### EXTRACT

============

― chap who would dare to be a nerd, not a geek (chap), Sunday, 21 May 2006 14:40 (nineteen years ago)
― s1ocki (slutsky), Sunday, 21 May 2006 15:11 (nineteen years ago)
― chap who would dare to be a nerd, not a geek (chap), Sunday, 21 May 2006 15:29 (nineteen years ago)
The alternative to this model is allowing unlimited time for the group to arrive at a decision. This may work well enough in situations where indecision and drift are acceptable products of the political machinery. That's the situation most of the time.
However, in wartime, or when the state is under similar stresses that may be fatal to it, decision and action of any sort can be preferable to drift and inaction. The modern, western, post-industrial state may be durable, but it is not indestructible. Having one identifiable head of state acts as a failsafe mechanism for the preservation of the state during its intermittent crises. Between times you can fill the office with a particularly handsome breed of dog and still be OK.
― Aimless (Aimless), Sunday, 21 May 2006 17:51 (nineteen years ago)
― Aimless (Aimless), Sunday, 21 May 2006 17:56 (nineteen years ago)
All very well, but in many, possibly most, democratic countries the head of state does not have this kind of power. There is no sense in which, say, the Irish or German Presidents or the Dutch or British Queens would break a political deadlock by the application of their will.
― DV (dirtyvicar), Sunday, 21 May 2006 18:19 (nineteen years ago)
Now, whether the Irish or Dutch state will ever come to grief as a result having a figurehead-of-state will depend entirely on chance circumstances. Its lack may never be a decisive factor. Or it could, conceivably. There's no way to predict.
― Aimless (Aimless), Sunday, 21 May 2006 20:31 (nineteen years ago)
That said, I think your post displays a worrying US-centricism - assuming that because the USA has an executive HOS then any country that doesn't is weird and more likely to fall into chaos.
― DV (dirtyvicar), Sunday, 21 May 2006 21:28 (nineteen years ago)
getting back to this question, yes - in many countries heads of state play a part in government formation after elections, by nominating someone to try and form a government. this is not always the case. In my own country the president can refuse the premier's request for a parliamentary dissoluton if she thinks that someone else could form a government, and also has the option to refer bills to the supreme court if their constitutionality is in doubt.
That's not much, I grant you.
― DV (dirtyvicar), Sunday, 21 May 2006 21:30 (nineteen years ago)
Nope. Strong heads of state can cause quite a lot of chaos, too. In fact, as I read history, governments guided by 'strong' heads of state have lead their nations into far worse straits far more often than 'weak' governments with shared and diffuse executive power.

============

### EXCERPTED RECORDS
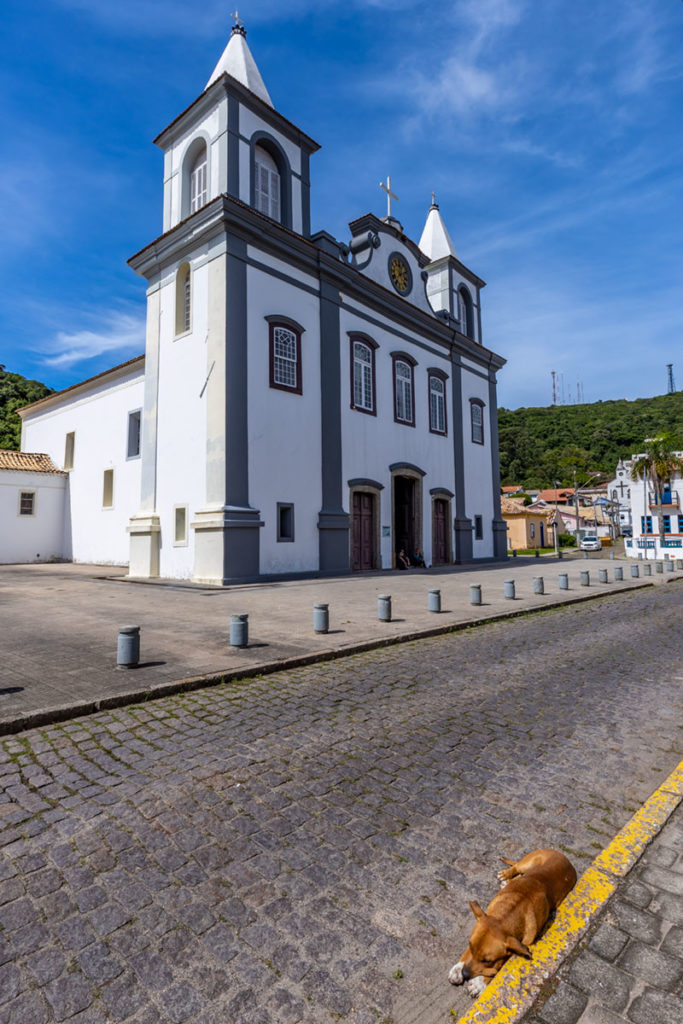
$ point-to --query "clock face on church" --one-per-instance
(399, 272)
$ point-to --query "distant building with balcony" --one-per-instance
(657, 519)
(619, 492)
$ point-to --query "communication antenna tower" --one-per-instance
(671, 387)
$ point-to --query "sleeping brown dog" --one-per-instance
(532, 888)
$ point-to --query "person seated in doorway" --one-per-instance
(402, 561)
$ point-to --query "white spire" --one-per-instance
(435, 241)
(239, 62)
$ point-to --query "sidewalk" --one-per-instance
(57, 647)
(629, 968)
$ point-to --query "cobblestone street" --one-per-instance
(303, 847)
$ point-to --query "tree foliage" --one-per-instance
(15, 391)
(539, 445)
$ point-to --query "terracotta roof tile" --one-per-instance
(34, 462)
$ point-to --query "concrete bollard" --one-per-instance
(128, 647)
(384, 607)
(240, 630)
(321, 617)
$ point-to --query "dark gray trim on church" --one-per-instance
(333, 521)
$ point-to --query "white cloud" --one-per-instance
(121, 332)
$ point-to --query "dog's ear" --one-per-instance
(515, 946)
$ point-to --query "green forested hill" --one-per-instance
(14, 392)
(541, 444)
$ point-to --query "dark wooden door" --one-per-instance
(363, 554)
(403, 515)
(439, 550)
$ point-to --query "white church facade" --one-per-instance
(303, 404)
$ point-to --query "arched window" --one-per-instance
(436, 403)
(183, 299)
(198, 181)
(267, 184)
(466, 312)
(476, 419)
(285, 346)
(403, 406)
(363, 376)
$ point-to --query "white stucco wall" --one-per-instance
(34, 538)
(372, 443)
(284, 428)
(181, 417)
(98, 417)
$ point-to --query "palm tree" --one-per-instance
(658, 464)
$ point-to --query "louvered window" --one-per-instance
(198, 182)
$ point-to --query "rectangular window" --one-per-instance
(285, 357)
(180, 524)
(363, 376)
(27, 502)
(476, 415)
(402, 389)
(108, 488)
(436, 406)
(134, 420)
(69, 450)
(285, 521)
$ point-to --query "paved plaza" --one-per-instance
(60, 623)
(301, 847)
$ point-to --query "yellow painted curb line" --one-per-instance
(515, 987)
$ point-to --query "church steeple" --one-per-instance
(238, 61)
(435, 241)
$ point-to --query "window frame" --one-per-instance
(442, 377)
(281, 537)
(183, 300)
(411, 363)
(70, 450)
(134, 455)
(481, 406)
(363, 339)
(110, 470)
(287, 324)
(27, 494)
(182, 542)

============

### EXERCISE SET
- 1) Reproduce the part of the heads-of-state discussion starting with "All very well, but" and going on through "20:31 (nineteen years ago)".
- 2) Carry on the heads-of-state discussion from its last line.

### RESPONSES IN ORDER
- 1)
All very well, but in many, possibly most, democratic countries the head of state does not have this kind of power. There is no sense in which, say, the Irish or German Presidents or the Dutch or British Queens would break a political deadlock by the application of their will.
― DV (dirtyvicar), Sunday, 21 May 2006 18:19 (nineteen years ago)
Now, whether the Irish or Dutch state will ever come to grief as a result having a figurehead-of-state will depend entirely on chance circumstances. Its lack may never be a decisive factor. Or it could, conceivably. There's no way to predict.
― Aimless (Aimless), Sunday, 21 May 2006 20:31 (nineteen years ago)

- 2)
I was answering the question as written, which was whether a strong head of state was ever needed. I was merely pointing out that in certain rare circumstances one can come in handy. I was rather explicit about the rarity of those circumstances, as I recall.
― Aimless (Aimless), Monday, 22 May 2006 03:28 (nineteen years ago)
It's funny, I think in parliamentary systems, there is almost never the idea that the head of state would work like you imagine - as someone who steps in during a crisis to exercise emergency powers. Either the president is always very important (France, USA, all of South America) or they are are always almost purely symbolic (most or Europe). Maybe this is because presidents in parliamentary systems are typically auld lads who have been kicked upstairs after years of long service, and you don't want the senile old bats suddenly stepping in and messing things up. Or maybe the fear is that if you give the non-executive head of state emergency powers, they will just declare an emergency and lock everyone up. I think this went through Lech Walesa's point frequently in the early 1990s.
― DV (dirtyvicar), Monday, 22 May 2006 12:56 (nineteen years ago)
― chap who would dare to be a nerd, not a geek (chap), Monday, 22 May 2006 13:39 (nineteen years ago)
― dave's good arm (facsimile) (dave225.3), Monday, 22 May 2006 13:50 (nineteen years ago)
Aimless OTM re: tie-breaking power, or at least moral suasion (although the latter can depend on the individual). Italy would've been much better served in their recent elections if the president could've stepped in at a certain point and said, "The results are in, Prodi please form a government" thereby forcing Berlusconi to concede. (Perhaps this might've happened this way if the outoing president's term wasn't just about to end. Poor planning.)
― pleased to mitya (mitya), Monday, 22 May 2006 13:59 (nineteen years ago)
― dave q (listerine), Monday, 22 May 2006 19:06 (nineteen years ago)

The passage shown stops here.